If he looks the slightly eccentric Californian-educated lecturer he once was, the impression is shattered once he opens his mouth. Siegal talks like a hard-nosed Wall Street financier: of exchange rates and money markets, interest and inflation.

Like the animals he once studied, Mr. Siegal thrives by filling a unique niche. As technical expert for WWF – Worldwide Fund For Nature, he is responsible for the complex negotiations by which Madagascar’s national debt is turned to environmental use.

Under a scheme launched in 1989, WWF has been buying up Madagascan commercial debt, available at a discount on the secondary market. It then persuades the government to honour at least part of its obligations and uses the money to fund projects to protect Madagascar’s ecosystem.

It is an arrangement that benefits all concerned, including the 30 species of lemurs, eight types of baobabs, and 235 varieties of reptiles – not to mention the frogs – that make up the island’s uniquely rich flora and fauna.

The commercial banks are keen to off-load debts the crisis-hit government stopped servicing years ago. Madagascar, whose credit rating has at times fallen as low as F-triple minus, claws back some international credibility and gets to pay off a foreign debt in local currency. And WWF gets more money than it paid out to spend on a project.

“The banks get rid of a bad debt, the government gets investments in its own country and we get more than our initial outlay. You take a negative, and turn it into a positive. It seems like a free lunch,” says Mr. Siegal.

Over the last five years, Mr. Siegal has bought nearly US$5m in Madagascan commercial debt for slightly more than US$2.3m. The discount would have been greater if it were not for the relative scarcity of Malagasy commercial debt, a tiny fraction of the country’s US$5bn external debt.

“No one knows for sure, but rumour has it there is just US$50m-US$80m in commercial debt for Madagascar out there and at least half is supposed to be owned by a bank that doesn’t want to sell,” says Mr. Siegal. Hence the 50 per cent discount at which the debt trades surprisingly high for an African country with such a disastrous economic record.

The government at first repaid WWF the full value of the debt, pleased to be able to cancel part of its massive obligations in Malagasy francs. Recently, as the recession has begun to bite, it has been offering the WWF only 80 per cent of face value. But the margin remains good enough for WWF to stay in the game.

§ Provided material:
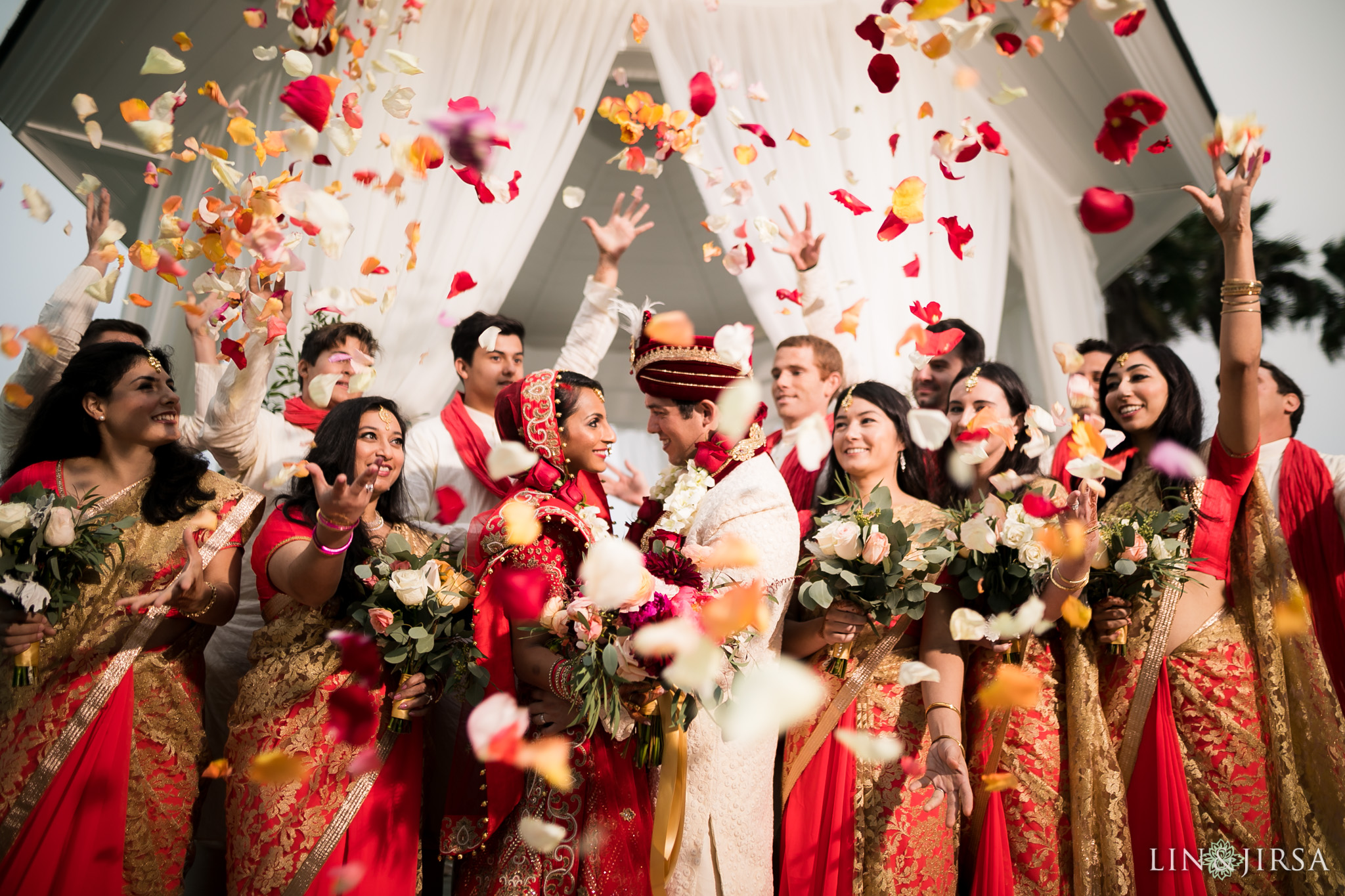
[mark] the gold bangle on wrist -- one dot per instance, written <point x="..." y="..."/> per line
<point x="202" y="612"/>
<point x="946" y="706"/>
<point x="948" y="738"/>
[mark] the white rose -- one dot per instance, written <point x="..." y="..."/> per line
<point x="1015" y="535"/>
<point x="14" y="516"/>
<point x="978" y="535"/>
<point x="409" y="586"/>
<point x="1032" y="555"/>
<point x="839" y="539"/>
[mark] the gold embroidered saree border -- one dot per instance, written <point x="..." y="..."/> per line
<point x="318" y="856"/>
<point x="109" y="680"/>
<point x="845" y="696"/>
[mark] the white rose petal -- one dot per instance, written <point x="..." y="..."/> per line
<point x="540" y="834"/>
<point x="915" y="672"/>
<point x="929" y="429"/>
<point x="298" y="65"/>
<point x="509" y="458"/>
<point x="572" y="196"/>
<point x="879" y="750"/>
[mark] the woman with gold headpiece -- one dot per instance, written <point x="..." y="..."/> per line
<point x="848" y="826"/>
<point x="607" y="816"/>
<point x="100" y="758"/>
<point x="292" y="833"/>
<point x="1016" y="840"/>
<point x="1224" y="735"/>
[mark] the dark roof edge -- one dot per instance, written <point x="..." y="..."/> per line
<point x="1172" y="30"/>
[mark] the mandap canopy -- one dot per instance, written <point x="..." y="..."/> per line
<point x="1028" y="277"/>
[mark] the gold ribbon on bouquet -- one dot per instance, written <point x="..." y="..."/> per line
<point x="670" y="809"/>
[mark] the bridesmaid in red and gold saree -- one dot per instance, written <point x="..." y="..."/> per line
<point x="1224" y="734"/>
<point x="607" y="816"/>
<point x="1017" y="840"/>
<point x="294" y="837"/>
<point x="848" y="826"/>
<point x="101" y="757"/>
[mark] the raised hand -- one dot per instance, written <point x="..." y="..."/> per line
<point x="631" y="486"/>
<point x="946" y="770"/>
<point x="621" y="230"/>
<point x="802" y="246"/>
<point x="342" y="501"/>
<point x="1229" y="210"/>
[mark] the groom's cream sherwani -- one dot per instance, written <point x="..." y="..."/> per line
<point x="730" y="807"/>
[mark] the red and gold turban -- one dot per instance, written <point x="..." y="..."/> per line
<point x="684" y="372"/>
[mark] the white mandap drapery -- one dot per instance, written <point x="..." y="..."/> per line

§ Tasks and exercises:
a – Could you print everything in the Madagascar debt article from "If he looks" down to "interest and inflation."?
b – How would you render this sentence from the Madagascar debt article in Spanish: "The commercial banks are keen to off-load debts the crisis-hit government stopped servicing years ago."
c – Can you go on with the article about WWF's Madagascar debt purchases, picking up after its final sentence?

§ Answers to the tasks:
a –
If he looks the slightly eccentric Californian-educated lecturer he once was, the impression is shattered once he opens his mouth. Siegal talks like a hard-nosed Wall Street financier: of exchange rates and money markets, interest and inflation.

b – Los bancos comerciales están deseosos de deshacerse de las deudas que el gobierno, golpeado por la crisis, dejó de pagar hace años.

c –
The money has gone into recruiting and training hundreds of government agents to patrol the huge island, persuading villagers to halt the bush-clearing that each year destroys 200,000 hectares of forest.

Apart from the threat the slash-and-burn technique brings for untold varieties of animals and plants, experts calculate that between five and 15 per cent of Madagascar’s Gross National Product is lost each year through the erosion of rice paddies and silting up of electrical turbines.

“The government realises that any agricultural society is underpinned by environmental factors,” says Siegal. “If they can’t halt the environmental decline, a country with an agricultural-based economy is dead in the water.”

Persuading a farmer to refrain from clearing land he needs for crops for the sake of some notional future benefit can be a thankless task. So WWF and the government have devised a quid pro quo arrangement.

Their agents agree to do something of immediate visible benefit to the community, such as provide funds for a school or bridge, in exchange for a promise that villagers will plant a forest or maintain woodland forest. The deal is sealed in the form of dina, traditional contract signed with the village elders.

“We have never had anyone cheat on a dina, they are always respected,” says Mr. Siegal. He recognises the project so far has merely touched the tip of the iceberg. But village by village, tiny project by project, WWF hopes to build up a national environmental awareness. The government seems to think the plan is working. It recently recognised Mr. Siegal and his boss with prestigious government awards.

Currently negotiating a couple of new debt swaps, Mr. Siegal has adapted smoothly to the world of boardroom meetings and executives in suits. The more he dabbles, the more analogies he finds with his old discipline.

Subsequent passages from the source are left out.